▸ **GEGEBENER TEXT**:
▶
Ein wesentlicher Aspekt des Internet ist der lockere Gedankenaustausch quer durch die ganze Welt. Wer aber kann in Österreich nach solchen Entscheidungen noch guten Gewissens Diskussionsforen oder Gästebücher anbieten, wenn er für jeden Furz, der dort abgelegt wird, persönlich verantwortlich gemacht wird. Oder besser gesagt, zwar nicht verantwortlich, aber zur Unterlassung und zur Bezahlung der Kosten der Unterlassungsklage verpflichtet. Derartige Foren blieben in Zukunft einigen Großanbietern vorbehalten, die sich entweder Aufpasser oder Rechtsanwälte oder beides leisten können. Nicht zuletzt müsste sogar die Richtervereinigung ihr Diskussionsforum, in dem auch gelegentlich die Emotionen überquellen, zusperren.

Diese Situation wirkt vor allem deswegen so absurd, weil bereits 2002 das E-Commerce-Gesetz in Kraft getreten ist, das für Diensteanbieter (darunter fallen nach der Definition des Diensteanbieters in § 3 sowohl typische Providerdienstleistungen als auch der Betrieb von Websites, Foren und Gästebüchern) ganz wesentliche Haftungserleichterungen bringen sollte. Insbesondere soll nach § 16 ECG ein Hostprovider nicht für gespeicherte fremde Inhalte haften, solange er davon keine Kenntnis hat. § 18 Abs. 1 ECG statuiert außerdem, dass diese Diensteanbieter nicht verpflichtet sind, die von ihnen gespeicherten, übermittelten oder zugänglich gemachten Informationen allgemein zu überwachen. Wie konnte es auf dieser, scheinbar eindeutigen Grundlage zu diesen Entscheidungen kommen?
◀
▸ **SCHRIFTLICHE AUFGABE 1**: Schreiben Sie aus den Datensätzen die Zeilen von der Zeile mit "mark: the glove finger" bis einschließlich der Zeile mit "Target: glove finger" wortgetreu ab.

▸ **AUFLISTUNG**:
▶
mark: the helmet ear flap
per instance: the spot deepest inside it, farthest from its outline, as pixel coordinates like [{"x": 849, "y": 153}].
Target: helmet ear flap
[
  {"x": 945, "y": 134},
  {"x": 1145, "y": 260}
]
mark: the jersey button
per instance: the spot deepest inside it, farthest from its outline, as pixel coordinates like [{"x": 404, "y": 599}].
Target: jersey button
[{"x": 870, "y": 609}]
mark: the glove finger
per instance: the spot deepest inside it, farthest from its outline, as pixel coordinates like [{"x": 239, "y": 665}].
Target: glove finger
◀
▶
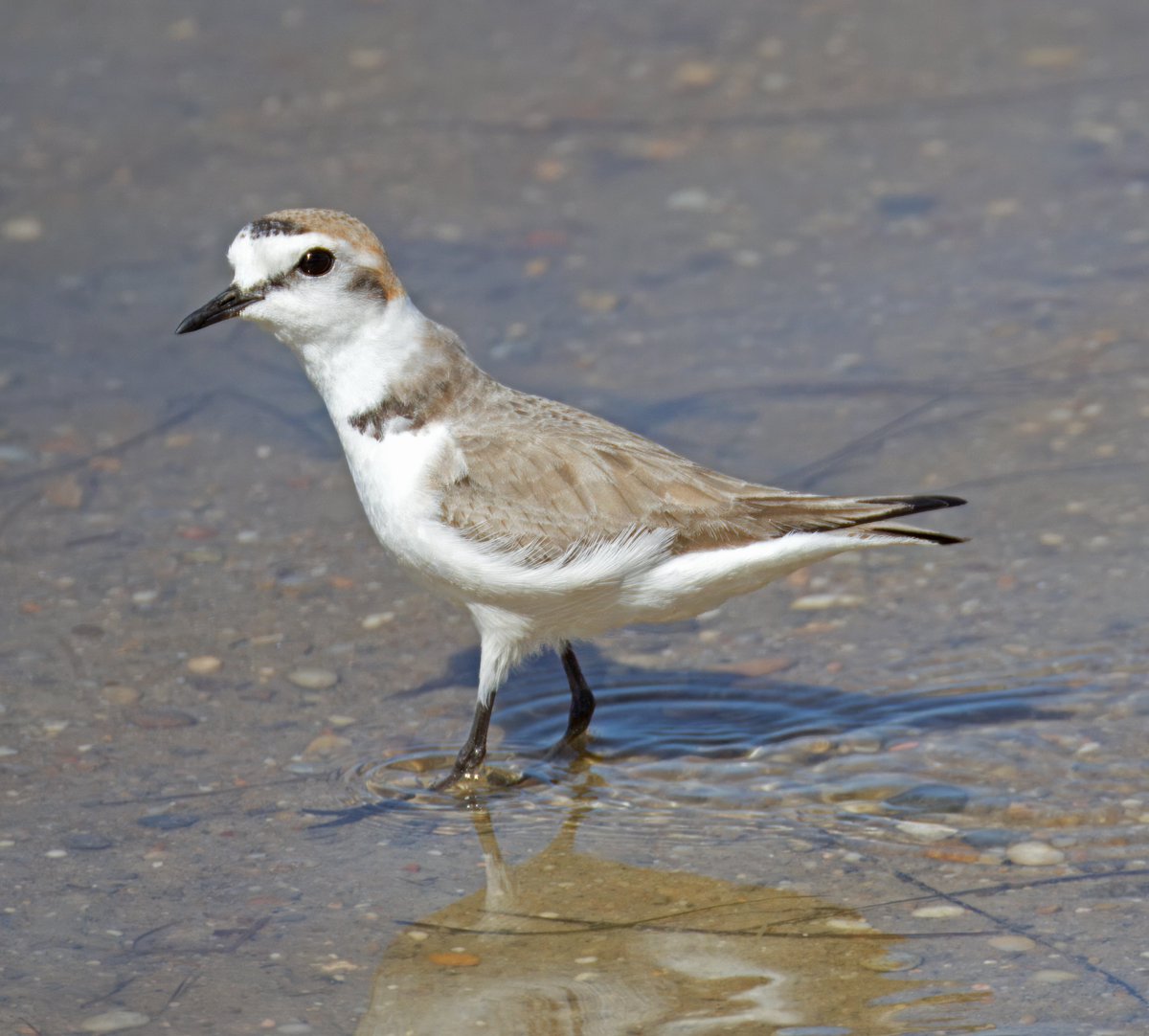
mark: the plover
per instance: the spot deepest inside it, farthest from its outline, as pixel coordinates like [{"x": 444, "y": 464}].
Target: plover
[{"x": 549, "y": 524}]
◀
▸ **SCHRIFTLICHE AUFGABE 2**: Geben Sie aus dem Text über die Haftung von Forenbetreibern den Abschnitt von "Ein wesentlicher Aspekt" bis einschließlich "Emotionen überquellen, zusperren." unverändert wieder.

▸ **AUSGEARBEITETE LÖSUNG 1**:
mark: the glove finger
per instance: the spot deepest inside it, farthest from its outline, as pixel coordinates like [{"x": 239, "y": 665}].
Target: glove finger

▸ **AUSGEARBEITETE LÖSUNG 2**:
Ein wesentlicher Aspekt des Internet ist der lockere Gedankenaustausch quer durch die ganze Welt. Wer aber kann in Österreich nach solchen Entscheidungen noch guten Gewissens Diskussionsforen oder Gästebücher anbieten, wenn er für jeden Furz, der dort abgelegt wird, persönlich verantwortlich gemacht wird. Oder besser gesagt, zwar nicht verantwortlich, aber zur Unterlassung und zur Bezahlung der Kosten der Unterlassungsklage verpflichtet. Derartige Foren blieben in Zukunft einigen Großanbietern vorbehalten, die sich entweder Aufpasser oder Rechtsanwälte oder beides leisten können. Nicht zuletzt müsste sogar die Richtervereinigung ihr Diskussionsforum, in dem auch gelegentlich die Emotionen überquellen, zusperren.